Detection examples
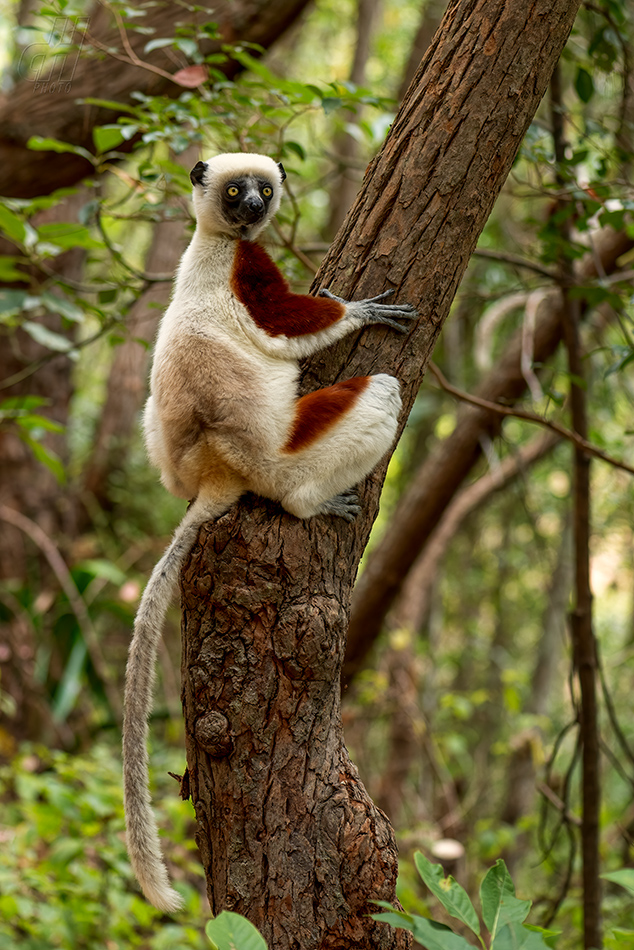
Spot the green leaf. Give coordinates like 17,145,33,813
77,558,127,586
412,916,473,950
92,125,124,155
491,922,549,950
20,431,66,485
26,135,94,165
575,66,594,102
205,910,266,950
321,96,342,115
37,221,103,251
601,868,634,894
480,858,531,937
0,290,27,314
0,204,26,244
22,320,74,353
0,255,29,284
414,851,480,936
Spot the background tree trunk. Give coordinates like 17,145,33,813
0,0,308,198
344,231,634,677
182,0,579,950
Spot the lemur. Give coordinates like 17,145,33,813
123,154,415,911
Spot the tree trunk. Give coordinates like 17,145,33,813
346,223,634,676
182,0,579,950
0,0,308,198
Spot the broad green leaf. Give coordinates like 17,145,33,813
22,320,74,353
575,66,594,102
20,430,66,485
92,125,124,154
40,291,85,323
0,290,27,314
412,916,473,950
37,221,103,250
26,135,94,165
0,204,26,244
76,558,127,585
0,255,29,284
601,868,634,894
16,412,64,432
480,858,531,937
414,851,480,936
52,636,88,722
491,922,549,950
205,910,266,950
321,96,342,115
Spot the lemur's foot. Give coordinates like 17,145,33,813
319,491,361,521
319,290,418,333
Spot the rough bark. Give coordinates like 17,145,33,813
346,223,634,684
397,0,447,102
0,0,308,197
182,0,579,950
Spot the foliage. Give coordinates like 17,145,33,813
0,745,206,950
373,851,553,950
205,910,266,950
0,0,634,950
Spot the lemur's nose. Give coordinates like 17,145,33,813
244,195,264,214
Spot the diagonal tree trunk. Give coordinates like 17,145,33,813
182,0,579,950
345,230,634,676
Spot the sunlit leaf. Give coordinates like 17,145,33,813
205,910,266,950
414,851,480,934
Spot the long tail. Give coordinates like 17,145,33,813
123,497,230,912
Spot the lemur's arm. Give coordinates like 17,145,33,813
231,241,416,359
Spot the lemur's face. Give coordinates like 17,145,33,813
190,153,286,240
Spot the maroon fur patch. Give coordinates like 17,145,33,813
284,376,370,452
231,241,344,337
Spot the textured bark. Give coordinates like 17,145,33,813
345,231,634,677
182,0,578,950
0,0,308,197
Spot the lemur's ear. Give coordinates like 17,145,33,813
189,162,207,185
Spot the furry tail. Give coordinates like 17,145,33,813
123,497,228,912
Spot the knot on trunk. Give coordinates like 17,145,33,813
195,709,233,759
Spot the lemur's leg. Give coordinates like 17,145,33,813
256,374,401,520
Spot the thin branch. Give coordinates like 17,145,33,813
428,361,634,484
473,247,557,280
537,782,581,828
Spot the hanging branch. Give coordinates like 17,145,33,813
551,66,602,950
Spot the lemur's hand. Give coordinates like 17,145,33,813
319,290,418,333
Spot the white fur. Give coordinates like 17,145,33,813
123,155,412,911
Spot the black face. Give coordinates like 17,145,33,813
220,175,274,229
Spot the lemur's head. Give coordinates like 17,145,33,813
189,152,286,240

> **WHAT YOU ARE ASKED TO DO**
Copy the lines from the start of the records up to and including the line with "123,154,415,911", leaving out the pictures.

> **COMPLETE ANSWER**
Spot the green leaf. Give coordinates like 17,145,33,813
77,558,127,586
412,916,473,950
92,125,124,155
491,922,549,950
20,431,66,485
26,135,94,165
575,66,594,102
205,910,266,950
321,96,342,115
37,221,103,251
601,868,634,894
480,858,531,937
0,290,27,314
0,204,26,244
22,320,74,353
0,255,29,284
414,851,480,936
Spot the background tree trunk. Give coordinates like 17,145,33,813
0,0,308,198
344,231,634,677
182,0,579,950
Spot the lemur. Give coordinates like 17,145,33,813
123,154,415,911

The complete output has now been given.